▸ What to do
The answer must be an exact copy of the records below, with every picture left out.

[Stored data entries]
■ ■ ■ ■ ■
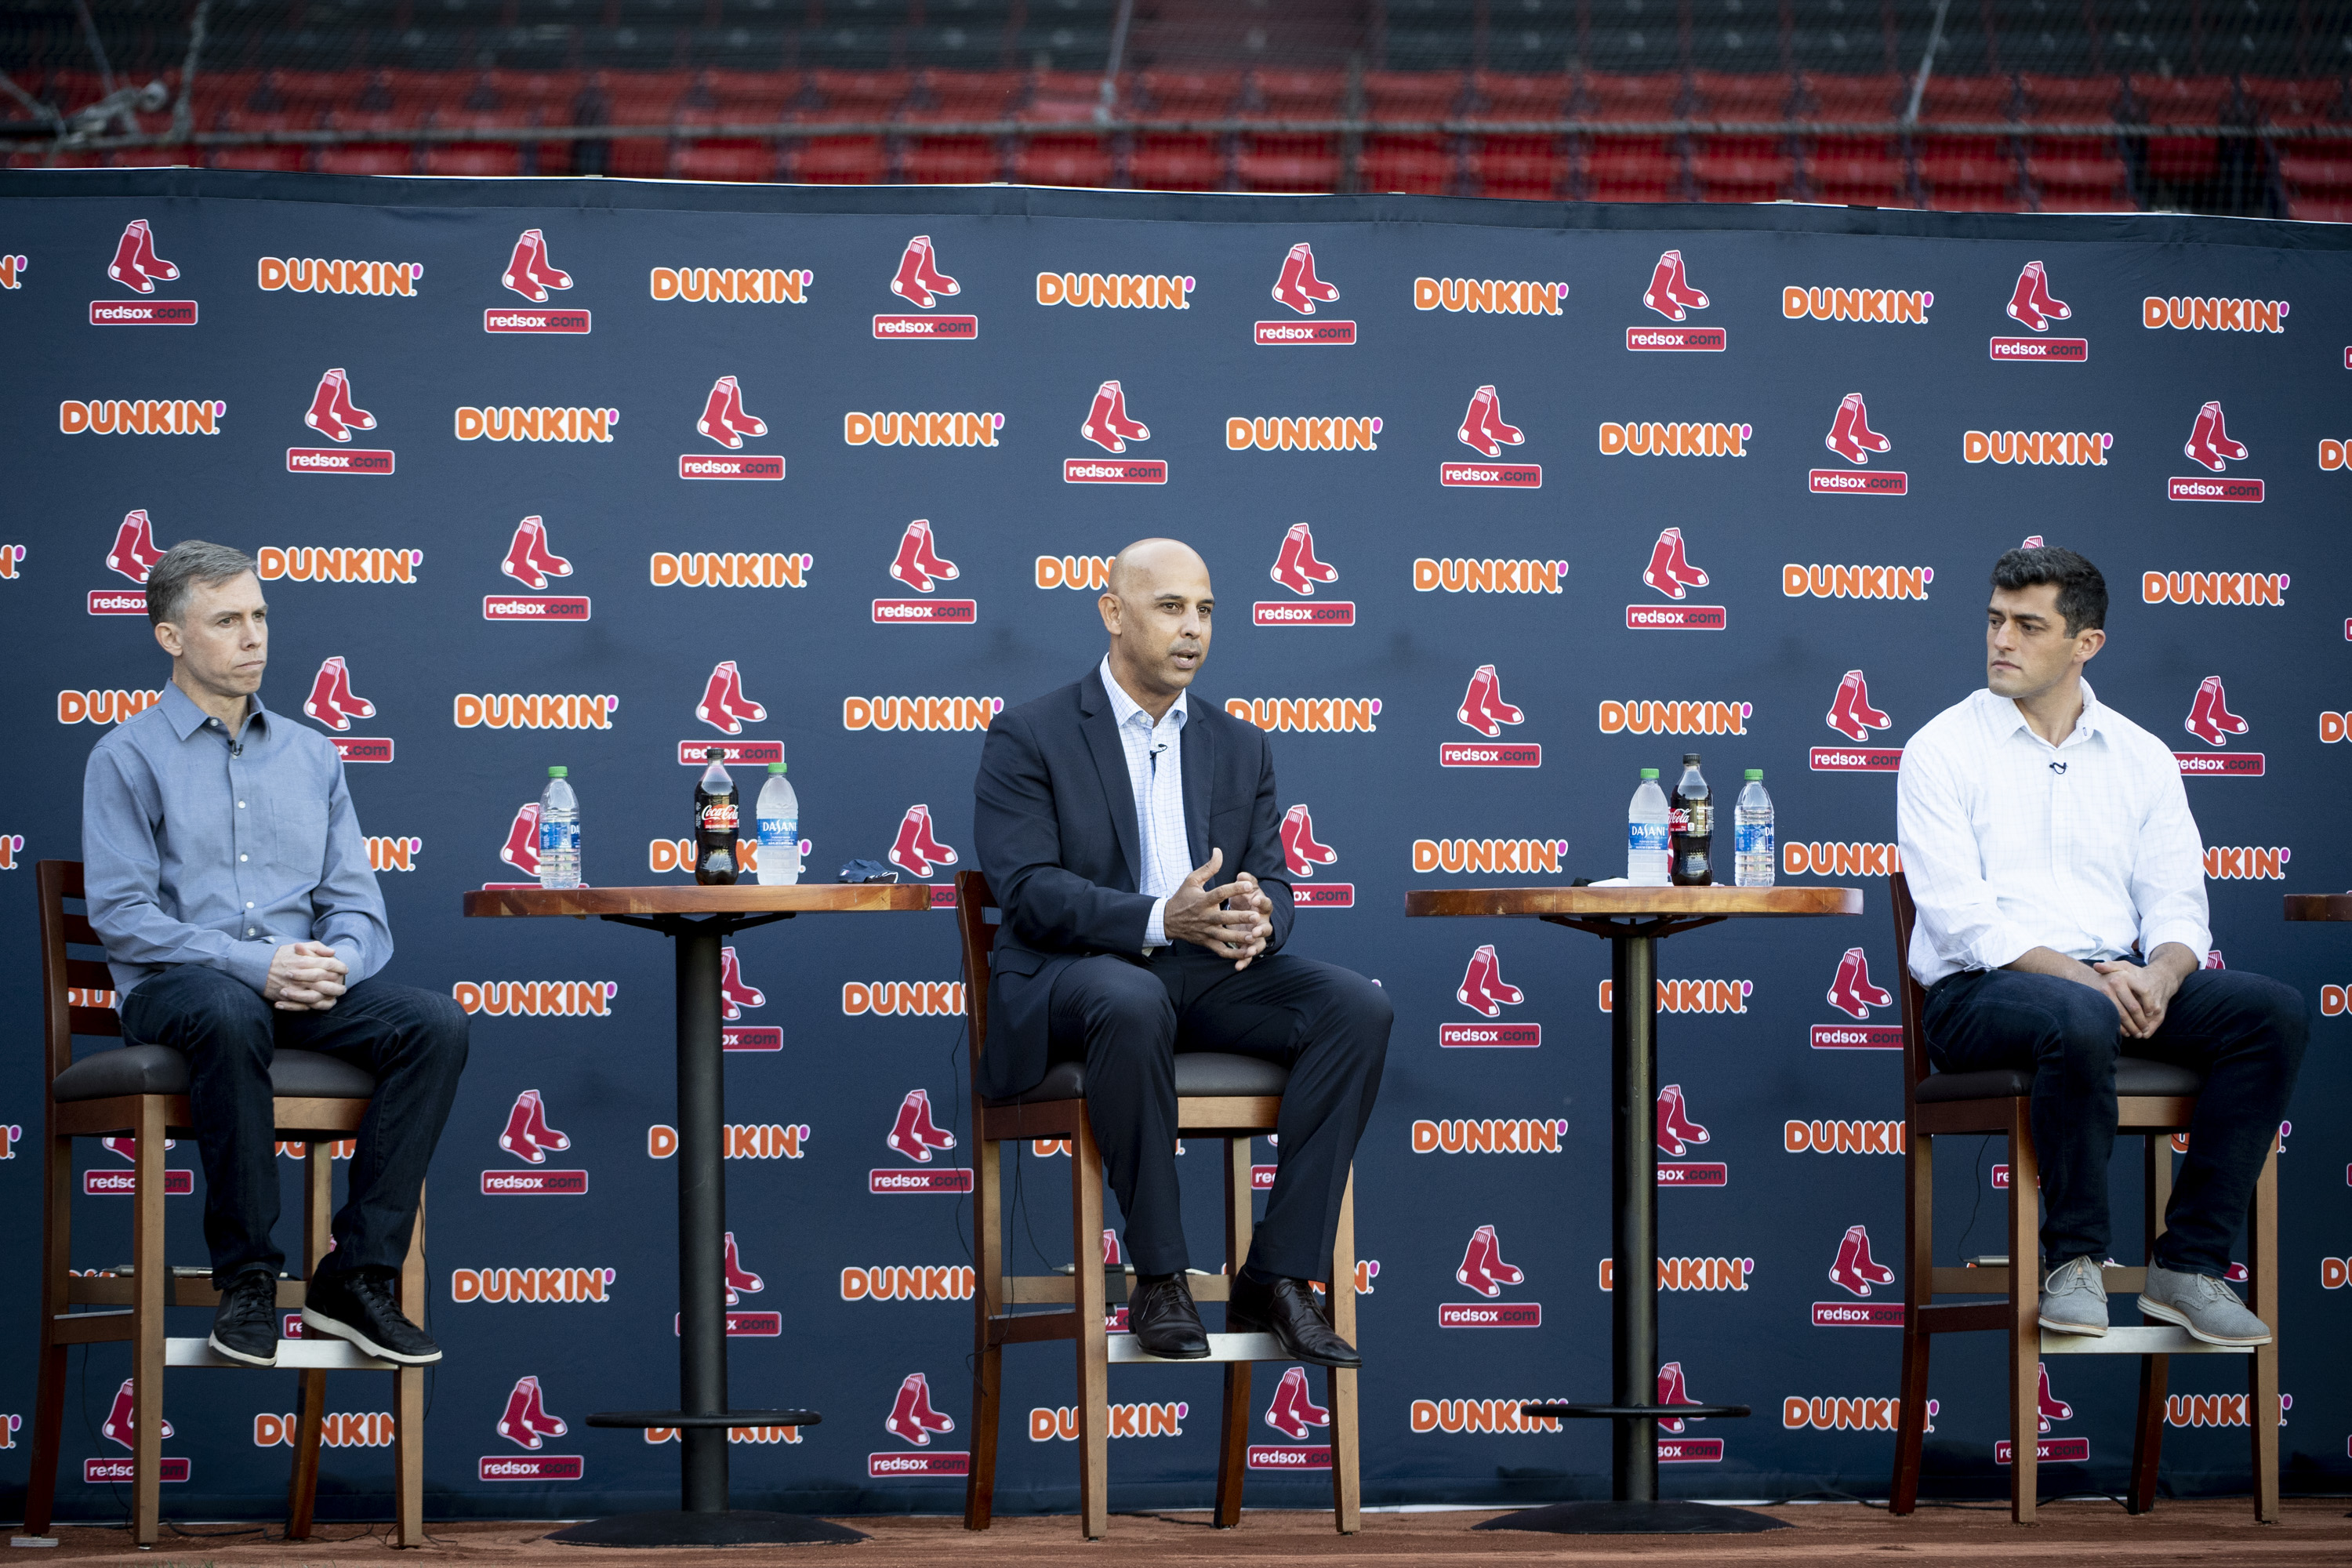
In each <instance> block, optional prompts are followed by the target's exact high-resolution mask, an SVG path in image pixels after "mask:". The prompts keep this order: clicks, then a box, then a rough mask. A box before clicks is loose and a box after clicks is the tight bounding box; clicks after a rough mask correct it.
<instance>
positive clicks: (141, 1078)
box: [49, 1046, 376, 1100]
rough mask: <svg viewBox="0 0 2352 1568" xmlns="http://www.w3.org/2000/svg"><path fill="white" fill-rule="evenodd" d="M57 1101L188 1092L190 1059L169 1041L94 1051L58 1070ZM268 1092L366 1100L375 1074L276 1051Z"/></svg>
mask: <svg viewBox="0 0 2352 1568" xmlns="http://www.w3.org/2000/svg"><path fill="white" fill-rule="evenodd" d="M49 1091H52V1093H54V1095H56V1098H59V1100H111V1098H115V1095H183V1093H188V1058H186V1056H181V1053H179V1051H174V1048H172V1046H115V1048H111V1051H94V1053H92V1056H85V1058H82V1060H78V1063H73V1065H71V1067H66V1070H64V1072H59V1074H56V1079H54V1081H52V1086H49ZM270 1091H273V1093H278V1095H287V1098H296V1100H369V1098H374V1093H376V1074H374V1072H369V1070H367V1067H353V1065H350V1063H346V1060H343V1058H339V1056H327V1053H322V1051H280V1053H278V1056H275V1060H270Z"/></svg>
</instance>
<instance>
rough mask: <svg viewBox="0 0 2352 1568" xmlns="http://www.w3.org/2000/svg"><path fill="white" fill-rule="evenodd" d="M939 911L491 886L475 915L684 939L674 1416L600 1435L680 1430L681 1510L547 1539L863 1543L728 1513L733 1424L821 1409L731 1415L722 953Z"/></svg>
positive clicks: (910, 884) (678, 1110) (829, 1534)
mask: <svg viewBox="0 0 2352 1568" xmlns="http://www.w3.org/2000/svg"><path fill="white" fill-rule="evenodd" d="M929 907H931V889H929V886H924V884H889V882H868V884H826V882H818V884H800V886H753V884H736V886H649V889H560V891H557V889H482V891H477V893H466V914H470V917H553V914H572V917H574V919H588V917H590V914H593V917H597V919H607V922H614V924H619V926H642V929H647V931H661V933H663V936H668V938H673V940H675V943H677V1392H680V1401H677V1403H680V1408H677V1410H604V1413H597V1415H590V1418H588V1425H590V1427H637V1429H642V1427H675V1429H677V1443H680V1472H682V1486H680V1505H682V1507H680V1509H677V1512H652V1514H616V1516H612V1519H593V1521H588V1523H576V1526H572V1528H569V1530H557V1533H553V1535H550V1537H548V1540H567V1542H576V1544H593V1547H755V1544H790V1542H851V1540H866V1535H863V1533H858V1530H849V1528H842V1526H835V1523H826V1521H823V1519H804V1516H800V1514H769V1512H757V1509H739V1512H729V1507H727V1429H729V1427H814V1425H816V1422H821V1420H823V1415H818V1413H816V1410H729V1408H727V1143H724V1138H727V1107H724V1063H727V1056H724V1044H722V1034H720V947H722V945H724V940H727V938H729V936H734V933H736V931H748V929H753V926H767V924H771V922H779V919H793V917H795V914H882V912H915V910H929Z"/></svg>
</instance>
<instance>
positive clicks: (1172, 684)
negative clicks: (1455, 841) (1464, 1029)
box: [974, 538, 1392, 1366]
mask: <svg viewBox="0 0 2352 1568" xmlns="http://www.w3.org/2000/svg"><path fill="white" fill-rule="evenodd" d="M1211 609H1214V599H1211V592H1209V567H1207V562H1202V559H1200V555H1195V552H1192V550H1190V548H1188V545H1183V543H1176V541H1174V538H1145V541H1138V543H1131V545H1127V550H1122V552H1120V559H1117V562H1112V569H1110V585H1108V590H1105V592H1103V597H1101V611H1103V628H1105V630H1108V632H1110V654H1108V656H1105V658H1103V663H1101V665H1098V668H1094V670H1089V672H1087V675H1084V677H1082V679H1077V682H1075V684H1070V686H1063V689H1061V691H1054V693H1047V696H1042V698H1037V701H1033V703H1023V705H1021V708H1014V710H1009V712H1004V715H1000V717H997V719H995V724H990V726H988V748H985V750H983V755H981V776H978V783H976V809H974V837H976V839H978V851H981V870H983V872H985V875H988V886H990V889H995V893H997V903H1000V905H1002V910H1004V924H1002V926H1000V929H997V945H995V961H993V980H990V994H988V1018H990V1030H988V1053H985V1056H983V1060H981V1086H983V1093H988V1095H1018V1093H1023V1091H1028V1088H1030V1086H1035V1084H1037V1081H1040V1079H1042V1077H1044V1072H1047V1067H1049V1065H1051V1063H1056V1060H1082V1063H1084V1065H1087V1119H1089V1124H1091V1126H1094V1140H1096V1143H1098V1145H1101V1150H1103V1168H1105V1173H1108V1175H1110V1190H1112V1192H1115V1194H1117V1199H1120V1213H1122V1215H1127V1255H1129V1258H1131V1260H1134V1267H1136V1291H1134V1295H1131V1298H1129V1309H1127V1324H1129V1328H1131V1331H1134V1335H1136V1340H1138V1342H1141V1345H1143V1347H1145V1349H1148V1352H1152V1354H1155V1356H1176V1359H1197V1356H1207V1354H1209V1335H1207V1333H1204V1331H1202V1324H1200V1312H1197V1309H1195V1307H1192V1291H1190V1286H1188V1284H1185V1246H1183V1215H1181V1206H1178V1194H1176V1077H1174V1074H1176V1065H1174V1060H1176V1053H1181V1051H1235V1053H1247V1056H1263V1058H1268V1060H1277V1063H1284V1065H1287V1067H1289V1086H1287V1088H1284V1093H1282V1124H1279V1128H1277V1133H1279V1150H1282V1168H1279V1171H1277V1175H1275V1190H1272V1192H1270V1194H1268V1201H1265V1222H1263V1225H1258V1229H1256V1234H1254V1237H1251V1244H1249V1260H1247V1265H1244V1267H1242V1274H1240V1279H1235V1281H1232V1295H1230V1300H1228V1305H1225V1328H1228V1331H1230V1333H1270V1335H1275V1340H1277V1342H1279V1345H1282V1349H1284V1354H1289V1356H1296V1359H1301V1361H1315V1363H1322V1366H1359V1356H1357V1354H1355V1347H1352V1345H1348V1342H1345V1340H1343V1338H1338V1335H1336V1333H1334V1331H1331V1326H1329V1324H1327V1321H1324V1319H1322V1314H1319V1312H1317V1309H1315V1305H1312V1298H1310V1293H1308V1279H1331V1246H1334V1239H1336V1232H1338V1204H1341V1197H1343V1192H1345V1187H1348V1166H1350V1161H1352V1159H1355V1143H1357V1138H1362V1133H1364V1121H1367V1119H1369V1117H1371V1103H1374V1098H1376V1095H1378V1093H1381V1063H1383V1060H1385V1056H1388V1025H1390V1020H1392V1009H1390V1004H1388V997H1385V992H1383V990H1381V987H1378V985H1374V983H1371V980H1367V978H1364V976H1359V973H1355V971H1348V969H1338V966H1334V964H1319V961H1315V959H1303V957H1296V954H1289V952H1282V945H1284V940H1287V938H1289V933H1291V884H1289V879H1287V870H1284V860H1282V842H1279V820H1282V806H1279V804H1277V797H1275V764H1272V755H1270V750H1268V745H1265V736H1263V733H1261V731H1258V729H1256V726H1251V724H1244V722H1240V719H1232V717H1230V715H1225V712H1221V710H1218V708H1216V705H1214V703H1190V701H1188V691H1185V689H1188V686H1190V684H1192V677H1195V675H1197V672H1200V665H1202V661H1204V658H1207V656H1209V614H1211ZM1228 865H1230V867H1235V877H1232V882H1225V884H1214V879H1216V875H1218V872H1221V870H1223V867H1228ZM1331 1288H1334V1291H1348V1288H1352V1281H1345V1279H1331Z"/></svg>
■ ■ ■ ■ ■
▸ Result of the exercise
In each <instance> block, optional prompts are followed by the target's exact high-resolution mask, an SVG path in image pixels after "mask:". The prompts keep this order: clicks, then a box, then a rough mask. A box before clicks is loose and a box after clicks is the tight bounding box; clicks after a rough mask correct it.
<instance>
positive clicks: (141, 1078)
box: [49, 1046, 376, 1100]
rough mask: <svg viewBox="0 0 2352 1568" xmlns="http://www.w3.org/2000/svg"><path fill="white" fill-rule="evenodd" d="M57 1101L188 1092L190 1059L169 1041L94 1051L58 1070ZM268 1092L366 1100L375 1074L276 1051Z"/></svg>
mask: <svg viewBox="0 0 2352 1568" xmlns="http://www.w3.org/2000/svg"><path fill="white" fill-rule="evenodd" d="M49 1091H52V1093H54V1095H56V1098H59V1100H111V1098H115V1095H183V1093H188V1058H186V1056H181V1053H179V1051H174V1048H172V1046H115V1048H111V1051H94V1053H92V1056H85V1058H82V1060H78V1063H73V1065H71V1067H66V1070H64V1072H59V1074H56V1079H54V1081H52V1086H49ZM270 1091H273V1093H278V1095H287V1098H296V1100H369V1098H374V1093H376V1074H374V1072H369V1070H367V1067H353V1065H350V1063H346V1060H343V1058H339V1056H327V1053H322V1051H280V1053H278V1056H275V1060H270Z"/></svg>
</instance>
<instance>
rough mask: <svg viewBox="0 0 2352 1568" xmlns="http://www.w3.org/2000/svg"><path fill="white" fill-rule="evenodd" d="M939 911L491 886L475 915L684 939L674 1416L600 1435L680 1430L681 1510L547 1539L863 1543L728 1513L733 1424L821 1409L731 1415L722 953Z"/></svg>
positive clicks: (910, 884) (678, 1110) (829, 1534)
mask: <svg viewBox="0 0 2352 1568" xmlns="http://www.w3.org/2000/svg"><path fill="white" fill-rule="evenodd" d="M929 907H931V889H929V886H924V884H889V882H868V884H826V882H818V884H800V886H753V884H736V886H649V889H560V891H557V889H482V891H477V893H466V914H470V917H553V914H572V917H574V919H588V917H590V914H593V917H597V919H607V922H614V924H619V926H642V929H647V931H661V933H663V936H668V938H673V940H675V943H677V1392H680V1401H677V1403H680V1408H677V1410H604V1413H597V1415H590V1418H588V1425H590V1427H637V1429H642V1427H675V1429H677V1443H680V1472H682V1486H680V1505H682V1507H680V1509H677V1512H652V1514H616V1516H612V1519H593V1521H588V1523H576V1526H572V1528H569V1530H557V1533H553V1535H550V1537H548V1540H567V1542H576V1544H593V1547H755V1544H790V1542H851V1540H866V1535H863V1533H858V1530H849V1528H842V1526H835V1523H826V1521H823V1519H804V1516H800V1514H769V1512H757V1509H739V1512H729V1507H727V1429H729V1427H814V1425H816V1422H821V1420H823V1415H818V1413H816V1410H729V1408H727V1143H724V1138H727V1107H724V1063H727V1056H724V1044H722V1034H720V947H722V945H724V940H727V938H729V936H734V933H736V931H748V929H753V926H767V924H771V922H779V919H793V917H795V914H882V912H915V910H929Z"/></svg>
</instance>
<instance>
positive clicks: (1172, 684)
negative clicks: (1455, 841) (1464, 1029)
box: [974, 538, 1392, 1366]
mask: <svg viewBox="0 0 2352 1568" xmlns="http://www.w3.org/2000/svg"><path fill="white" fill-rule="evenodd" d="M1211 609H1214V599H1211V592H1209V567H1207V562H1202V559H1200V555H1195V552H1192V550H1190V548H1188V545H1183V543H1176V541H1174V538H1145V541H1138V543H1131V545H1127V550H1122V552H1120V559H1117V562H1112V569H1110V585H1108V590H1105V592H1103V597H1101V611H1103V628H1105V630H1108V632H1110V654H1108V656H1105V658H1103V663H1101V665H1098V668H1094V670H1089V672H1087V675H1084V677H1082V679H1077V682H1075V684H1070V686H1063V689H1061V691H1054V693H1047V696H1042V698H1037V701H1033V703H1023V705H1021V708H1014V710H1009V712H1004V715H1000V717H997V719H995V724H990V726H988V748H985V750H983V755H981V776H978V783H976V809H974V837H976V839H978V851H981V870H983V872H985V875H988V886H990V889H995V893H997V903H1000V905H1002V910H1004V924H1002V926H1000V929H997V945H995V961H993V980H990V994H988V1018H990V1030H988V1053H985V1056H983V1060H981V1086H983V1093H988V1095H1018V1093H1023V1091H1028V1088H1030V1086H1035V1084H1037V1081H1040V1079H1042V1077H1044V1072H1047V1067H1049V1065H1051V1063H1056V1060H1082V1063H1084V1065H1087V1119H1089V1124H1091V1126H1094V1140H1096V1143H1098V1145H1101V1150H1103V1168H1105V1173H1108V1175H1110V1190H1112V1192H1115V1194H1117V1199H1120V1213H1122V1215H1127V1255H1129V1258H1131V1260H1134V1267H1136V1291H1134V1295H1131V1298H1129V1309H1127V1324H1129V1328H1131V1331H1134V1335H1136V1340H1138V1342H1141V1345H1143V1347H1145V1349H1148V1352H1152V1354H1155V1356H1176V1359H1197V1356H1207V1354H1209V1335H1207V1333H1204V1331H1202V1324H1200V1312H1197V1309H1195V1307H1192V1291H1190V1286H1188V1284H1185V1246H1183V1215H1181V1206H1178V1194H1176V1077H1174V1074H1176V1065H1174V1060H1176V1053H1181V1051H1235V1053H1247V1056H1263V1058H1268V1060H1277V1063H1284V1065H1287V1067H1289V1086H1287V1088H1284V1093H1282V1124H1279V1128H1277V1133H1279V1150H1282V1168H1279V1171H1277V1175H1275V1190H1272V1192H1270V1194H1268V1201H1265V1222H1263V1225H1258V1229H1256V1234H1254V1237H1251V1244H1249V1260H1247V1265H1244V1267H1242V1274H1240V1279H1235V1281H1232V1295H1230V1300H1228V1305H1225V1328H1228V1331H1230V1333H1270V1335H1275V1340H1277V1342H1279V1345H1282V1349H1284V1354H1289V1356H1296V1359H1301V1361H1315V1363H1322V1366H1359V1356H1357V1354H1355V1347H1352V1345H1348V1342H1345V1340H1343V1338H1338V1335H1336V1333H1334V1331H1331V1326H1329V1324H1327V1321H1324V1319H1322V1314H1319V1312H1317V1309H1315V1305H1312V1298H1310V1293H1308V1279H1331V1246H1334V1239H1336V1232H1338V1204H1341V1197H1343V1192H1345V1187H1348V1166H1350V1161H1352V1159H1355V1143H1357V1138H1362V1133H1364V1121H1367V1119H1369V1117H1371V1103H1374V1098H1376V1095H1378V1093H1381V1063H1383V1060H1385V1056H1388V1025H1390V1020H1392V1009H1390V1004H1388V997H1385V992H1383V990H1381V987H1378V985H1374V983H1371V980H1367V978H1364V976H1359V973H1355V971H1348V969H1338V966H1334V964H1319V961H1315V959H1303V957H1296V954H1289V952H1282V945H1284V940H1287V938H1289V933H1291V884H1289V879H1287V870H1284V860H1282V842H1279V820H1282V806H1279V804H1277V797H1275V764H1272V755H1270V750H1268V745H1265V736H1263V733H1261V731H1258V729H1256V726H1251V724H1244V722H1240V719H1232V717H1230V715H1225V712H1221V710H1218V708H1216V705H1214V703H1190V701H1188V691H1185V689H1188V686H1190V684H1192V677H1195V675H1197V672H1200V665H1202V661H1204V658H1207V656H1209V614H1211ZM1228 865H1230V867H1235V877H1232V882H1225V884H1214V879H1216V875H1218V872H1221V870H1223V867H1228ZM1331 1288H1334V1291H1348V1288H1352V1281H1345V1279H1331Z"/></svg>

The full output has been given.